Challenge:
In the Rolla Route 66 post, copy everything from "The building that" down to "of sports collectibles.", switching each "Pinga's" to "Rosa's".

Page extract:
* * *

Rolla, MO - Stonehenge and Hillbillies on Route 66
Happy Midsummer's Day! We're not at Stonehenge - no, far from it.
We travelled through Rolla, MO twice this year on weekend Route 66 jaunts: April 7th and 8th, and June 2nd and 3rd. This is a patch of 66 just SW of Rolla. All of the sights in this post - and it's a long one so I apologize to dial-up users - are along Route 66 unless noted otherwise.
If half the fun is getting there, then at least 1/10 of it is billboard-induced anticipation, at least for me.
The main impetus for the April trip was the then-imminent name change of the Totem Pole Trading post due to a reported sale.
I shot pictures of practically everything of even minor interest to me, like the odd windows in this structure.
The building that houses Pinga's Tortilla Flats at 14775 County Road 7100 (Route 66), may have an interesting history. The sign on Pinga's door read "Closed if'n we're gone."
Ahh...another trading post billboard. I'll admit to being a tourist trap junkie. The inner ten-year-old in me always wants to stop, and the adult caves in and lets him.
Besides, maybe I need a sword or a life-size animal.
But I wasn't expecting quite this kind of a trading post.
Wolfman's Trading Post, 13700 Martin Spring Outer Road, sells all sorts of sports collectibles.
And they have porn too! I always wondered what Betty Boop really did for a living. I'd better not let the inner ten-year-old see this.
There appears to be a small Route 66 mural back by the flea market part of the business.
Our motel for June 2 was Zeno's, 1621 Martin
I chose Zeno's because it is independently owned and had history. The front part of Zeno's is 50 years old; it was built in 1957.
This wood "Z" is on front of the lobby desk.
Musician Dennis Foster was playing as I peeked into Zeno's Lounge from the lobby. A few of the locals who came in to dinner seemed to be pleased by this.
Our room in the back building, added in 1973, overlooked a pastoral valley.
I imagine this would be a wonderful place to listen to cicadas, but we were too early in the year for that.
I've taken to photographing motel rooms if I can remember to do so before I've dumped my travel crap all over them (which takes about 30 sec). This place was neat and clean, by the way, and cost $52 with my AAA discount for two people.
Photographing motel rooms may be the most useful thing I do for fellow travelers. I know I'd certainly like to have photos of rooms that were shot by customers and not ad people before I make a reservation.
There was an odd little sort of seat at the end of the bathroom counter. I used it to set up the laptop so it wouldn't disturb my lovely significant other as she slept.
The rooms, at least the ones in our building, used these Ving card keys. (I altered the dot pattern in Photoshop so this one could not be forged.)
Zeno's Steak House, added to the building in 1959, is a slightly pricey but restful place to eat after a day on the road. It'd be a good date restaurant.
This is one of the chandeliers.
After we gave our dinner orders, I went outside to catch an Ozark scene - a flag against a misty evening backdrop, right at sunset.

* * *

Object point labels:
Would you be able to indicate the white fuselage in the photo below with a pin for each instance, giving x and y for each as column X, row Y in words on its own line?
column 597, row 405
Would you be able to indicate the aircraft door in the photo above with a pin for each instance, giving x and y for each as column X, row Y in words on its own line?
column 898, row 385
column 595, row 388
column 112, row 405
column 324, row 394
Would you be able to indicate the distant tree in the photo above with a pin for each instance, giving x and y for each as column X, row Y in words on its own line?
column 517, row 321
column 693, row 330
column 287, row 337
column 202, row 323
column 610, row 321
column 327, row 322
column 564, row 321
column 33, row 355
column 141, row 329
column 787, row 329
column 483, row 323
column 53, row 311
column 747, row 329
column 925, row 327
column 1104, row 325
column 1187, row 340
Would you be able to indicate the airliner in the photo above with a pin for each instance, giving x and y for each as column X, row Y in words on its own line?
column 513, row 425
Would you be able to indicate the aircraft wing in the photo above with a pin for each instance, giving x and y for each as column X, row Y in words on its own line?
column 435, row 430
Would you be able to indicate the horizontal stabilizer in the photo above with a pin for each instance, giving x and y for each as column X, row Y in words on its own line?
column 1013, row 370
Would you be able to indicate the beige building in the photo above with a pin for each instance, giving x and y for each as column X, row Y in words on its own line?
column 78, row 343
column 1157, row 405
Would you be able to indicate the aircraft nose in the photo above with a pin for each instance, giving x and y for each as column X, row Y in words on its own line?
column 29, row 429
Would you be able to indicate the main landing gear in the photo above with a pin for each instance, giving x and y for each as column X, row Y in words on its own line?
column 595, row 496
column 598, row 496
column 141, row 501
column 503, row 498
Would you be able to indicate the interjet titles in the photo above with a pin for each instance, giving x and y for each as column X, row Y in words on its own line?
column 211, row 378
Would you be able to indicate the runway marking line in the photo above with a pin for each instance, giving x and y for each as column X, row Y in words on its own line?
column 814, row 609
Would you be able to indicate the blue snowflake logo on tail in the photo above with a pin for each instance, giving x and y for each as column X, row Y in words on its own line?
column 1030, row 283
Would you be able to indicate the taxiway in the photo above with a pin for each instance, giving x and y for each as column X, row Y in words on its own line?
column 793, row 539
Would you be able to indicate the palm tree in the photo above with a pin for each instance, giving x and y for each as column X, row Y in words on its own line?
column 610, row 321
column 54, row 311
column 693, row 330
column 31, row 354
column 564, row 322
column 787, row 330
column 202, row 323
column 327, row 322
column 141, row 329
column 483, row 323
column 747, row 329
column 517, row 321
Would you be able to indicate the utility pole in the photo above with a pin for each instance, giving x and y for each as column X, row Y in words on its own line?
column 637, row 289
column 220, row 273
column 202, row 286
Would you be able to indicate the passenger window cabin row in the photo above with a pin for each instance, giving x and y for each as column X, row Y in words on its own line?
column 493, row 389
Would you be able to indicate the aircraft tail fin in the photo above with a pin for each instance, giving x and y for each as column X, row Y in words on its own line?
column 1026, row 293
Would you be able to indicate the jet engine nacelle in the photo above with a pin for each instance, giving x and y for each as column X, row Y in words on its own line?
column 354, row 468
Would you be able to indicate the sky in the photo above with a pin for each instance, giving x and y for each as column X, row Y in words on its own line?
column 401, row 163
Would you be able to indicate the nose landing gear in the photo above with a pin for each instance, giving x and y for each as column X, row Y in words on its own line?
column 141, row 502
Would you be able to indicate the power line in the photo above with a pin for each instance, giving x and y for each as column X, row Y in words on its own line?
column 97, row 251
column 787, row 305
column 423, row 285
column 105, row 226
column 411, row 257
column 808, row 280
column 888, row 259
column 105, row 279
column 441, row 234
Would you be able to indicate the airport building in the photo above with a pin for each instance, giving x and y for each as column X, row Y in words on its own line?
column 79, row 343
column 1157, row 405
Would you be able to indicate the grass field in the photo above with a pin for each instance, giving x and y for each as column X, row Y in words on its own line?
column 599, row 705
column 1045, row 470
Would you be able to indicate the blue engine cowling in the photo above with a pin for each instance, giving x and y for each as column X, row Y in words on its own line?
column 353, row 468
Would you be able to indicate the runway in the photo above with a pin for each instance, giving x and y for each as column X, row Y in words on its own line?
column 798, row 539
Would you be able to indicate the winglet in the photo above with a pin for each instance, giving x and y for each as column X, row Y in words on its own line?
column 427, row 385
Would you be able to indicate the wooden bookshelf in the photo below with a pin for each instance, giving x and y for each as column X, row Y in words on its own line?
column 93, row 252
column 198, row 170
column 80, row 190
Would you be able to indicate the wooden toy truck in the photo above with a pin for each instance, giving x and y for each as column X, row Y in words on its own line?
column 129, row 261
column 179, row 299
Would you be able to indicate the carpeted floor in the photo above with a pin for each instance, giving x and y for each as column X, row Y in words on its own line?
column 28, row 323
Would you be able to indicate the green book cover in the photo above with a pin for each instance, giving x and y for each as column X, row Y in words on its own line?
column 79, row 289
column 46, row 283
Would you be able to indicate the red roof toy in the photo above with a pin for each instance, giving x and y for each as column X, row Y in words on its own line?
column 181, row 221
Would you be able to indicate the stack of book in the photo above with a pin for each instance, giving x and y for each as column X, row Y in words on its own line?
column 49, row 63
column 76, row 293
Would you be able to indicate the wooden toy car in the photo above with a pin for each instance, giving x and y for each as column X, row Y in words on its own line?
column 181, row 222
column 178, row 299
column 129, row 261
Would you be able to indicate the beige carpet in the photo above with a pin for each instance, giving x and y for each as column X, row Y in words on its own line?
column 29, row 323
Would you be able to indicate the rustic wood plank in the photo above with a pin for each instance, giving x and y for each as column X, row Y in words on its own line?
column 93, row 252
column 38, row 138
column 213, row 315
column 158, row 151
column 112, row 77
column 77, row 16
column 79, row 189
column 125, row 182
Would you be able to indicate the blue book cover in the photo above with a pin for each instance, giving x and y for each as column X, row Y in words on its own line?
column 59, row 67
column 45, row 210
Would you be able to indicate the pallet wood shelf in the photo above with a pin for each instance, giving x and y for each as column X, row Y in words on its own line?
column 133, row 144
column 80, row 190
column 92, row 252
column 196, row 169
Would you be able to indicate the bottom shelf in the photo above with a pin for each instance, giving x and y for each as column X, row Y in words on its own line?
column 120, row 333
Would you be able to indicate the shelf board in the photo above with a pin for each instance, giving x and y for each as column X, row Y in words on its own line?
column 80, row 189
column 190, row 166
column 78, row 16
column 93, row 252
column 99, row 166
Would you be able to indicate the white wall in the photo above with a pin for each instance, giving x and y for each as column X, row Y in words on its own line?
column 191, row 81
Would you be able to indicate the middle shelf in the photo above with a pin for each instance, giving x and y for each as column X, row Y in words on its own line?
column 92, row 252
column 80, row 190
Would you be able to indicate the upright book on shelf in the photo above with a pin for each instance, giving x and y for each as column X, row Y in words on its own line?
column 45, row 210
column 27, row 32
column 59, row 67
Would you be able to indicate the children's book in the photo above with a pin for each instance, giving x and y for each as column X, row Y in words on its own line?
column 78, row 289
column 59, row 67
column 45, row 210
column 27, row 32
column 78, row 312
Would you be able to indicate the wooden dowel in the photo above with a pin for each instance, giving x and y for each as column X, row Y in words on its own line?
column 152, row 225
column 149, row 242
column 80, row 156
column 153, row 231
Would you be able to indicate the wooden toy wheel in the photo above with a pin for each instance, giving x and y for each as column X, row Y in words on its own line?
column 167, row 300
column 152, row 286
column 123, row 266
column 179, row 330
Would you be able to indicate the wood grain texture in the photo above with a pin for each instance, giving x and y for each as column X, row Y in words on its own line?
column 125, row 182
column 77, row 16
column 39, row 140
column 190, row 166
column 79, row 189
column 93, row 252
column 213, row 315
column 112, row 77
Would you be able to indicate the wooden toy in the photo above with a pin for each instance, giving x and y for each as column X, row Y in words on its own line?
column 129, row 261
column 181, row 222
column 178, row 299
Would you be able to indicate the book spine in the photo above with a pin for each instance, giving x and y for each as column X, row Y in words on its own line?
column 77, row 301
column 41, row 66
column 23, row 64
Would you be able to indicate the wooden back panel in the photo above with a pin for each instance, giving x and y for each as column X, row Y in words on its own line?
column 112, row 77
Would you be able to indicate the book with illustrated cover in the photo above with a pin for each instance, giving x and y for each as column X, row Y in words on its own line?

* * *

Answer in full:
The building that houses Rosa's Tortilla Flats at 14775 County Road 7100 (Route 66), may have an interesting history. The sign on Rosa's door read "Closed if'n we're gone."
Ahh...another trading post billboard. I'll admit to being a tourist trap junkie. The inner ten-year-old in me always wants to stop, and the adult caves in and lets him.
Besides, maybe I need a sword or a life-size animal.
But I wasn't expecting quite this kind of a trading post.
Wolfman's Trading Post, 13700 Martin Spring Outer Road, sells all sorts of sports collectibles.